▶ [Input data]:
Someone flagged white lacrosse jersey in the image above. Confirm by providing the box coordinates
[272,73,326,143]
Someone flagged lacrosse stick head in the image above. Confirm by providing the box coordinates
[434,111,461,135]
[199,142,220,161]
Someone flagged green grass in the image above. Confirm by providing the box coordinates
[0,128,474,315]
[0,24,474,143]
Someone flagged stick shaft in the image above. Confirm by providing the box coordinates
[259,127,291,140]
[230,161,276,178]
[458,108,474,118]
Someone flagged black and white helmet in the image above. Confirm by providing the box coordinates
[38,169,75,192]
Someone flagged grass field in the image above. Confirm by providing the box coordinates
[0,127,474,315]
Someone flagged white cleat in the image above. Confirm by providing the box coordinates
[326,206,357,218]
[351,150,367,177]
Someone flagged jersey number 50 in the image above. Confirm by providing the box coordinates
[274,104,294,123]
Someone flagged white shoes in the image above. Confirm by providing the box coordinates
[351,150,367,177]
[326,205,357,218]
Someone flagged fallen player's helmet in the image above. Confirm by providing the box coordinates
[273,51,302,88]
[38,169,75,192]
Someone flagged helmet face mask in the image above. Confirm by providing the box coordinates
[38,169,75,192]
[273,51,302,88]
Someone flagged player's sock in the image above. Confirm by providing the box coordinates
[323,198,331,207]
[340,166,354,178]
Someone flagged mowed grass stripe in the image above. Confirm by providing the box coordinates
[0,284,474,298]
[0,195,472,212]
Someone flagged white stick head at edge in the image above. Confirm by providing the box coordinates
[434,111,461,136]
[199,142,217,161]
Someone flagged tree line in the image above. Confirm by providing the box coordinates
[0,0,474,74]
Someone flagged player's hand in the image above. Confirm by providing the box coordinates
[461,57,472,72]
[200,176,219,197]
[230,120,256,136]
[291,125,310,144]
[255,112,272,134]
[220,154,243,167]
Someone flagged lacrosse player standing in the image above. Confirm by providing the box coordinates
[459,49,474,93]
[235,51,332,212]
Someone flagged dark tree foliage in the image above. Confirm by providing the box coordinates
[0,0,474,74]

▶ [Requirements]:
Rewrite every one of the entries above, swapping "box coordinates" for "bounding box coordinates" wherever it occurs and leaving all other text unchanged.

▶ [Reply to the task]:
Someone flagged white lacrosse jersey in the image above. Confirm by providing the bounding box coordinates
[272,73,326,143]
Someone flagged lacrosse stick head in the image above. Confirm by providing the bounding box coordinates
[434,111,461,135]
[199,142,220,161]
Someone flagged green grass in the image above. Confirm by providing the bounding box coordinates
[0,128,474,315]
[0,24,474,143]
Someone flagged stick shaft in the image above. Confirm by providing the bounding box coordinates
[259,127,291,140]
[230,161,276,178]
[458,108,474,118]
Someone flagged black and white helmet in the image above. Confirm by providing the bounding box coordinates
[38,169,75,192]
Someone flagged grass field in the image above. Confirm by providing the bounding box coordinates
[0,127,474,315]
Someone flagged white cleat in the image above. Confirm by providing the bounding box coordinates
[326,206,357,218]
[351,150,367,177]
Someone flagged jersey number 50 in the image above. Confirm by providing the bounding box coordinates
[274,104,294,123]
Someone flagged white shoes in the image above. Confirm by providing the bounding box coordinates
[351,150,367,177]
[326,205,357,218]
Someone flagged fallen player's helmet in the image above. Confirm by providing the bounding box coordinates
[273,51,302,88]
[38,169,75,192]
Someone flagged helmet face mask in the image above. Confirm by providing the bounding box coordinates
[38,169,75,192]
[273,51,302,88]
Someone flagged player's sock in the image above. Confirm by providing the bounding box coordinates
[323,198,331,207]
[340,166,354,178]
Someone flagged mowed grass stripe in the image above. Confirm by providing the bounding box coordinates
[0,284,474,298]
[0,195,472,212]
Someone flagged white stick head at edge in the image above. Confirm by providing the bounding box coordinates
[434,111,461,136]
[199,142,217,161]
Someone flagged tree line in the image above. Confirm by providing the bounding box coordinates
[0,0,474,74]
Someone flagged player's hand in the image above. Confirm by providing the bounding box coordinates
[461,57,472,72]
[200,176,219,197]
[230,120,256,136]
[291,125,310,144]
[255,112,272,134]
[220,154,243,167]
Someone flagged lacrosse player standing in the image above. Confirm by providing the bounding box coordinates
[459,49,474,93]
[235,51,332,212]
Someone flagged dark tree foliage in the image above. Confirm by providing the bounding box coordinates
[0,0,474,74]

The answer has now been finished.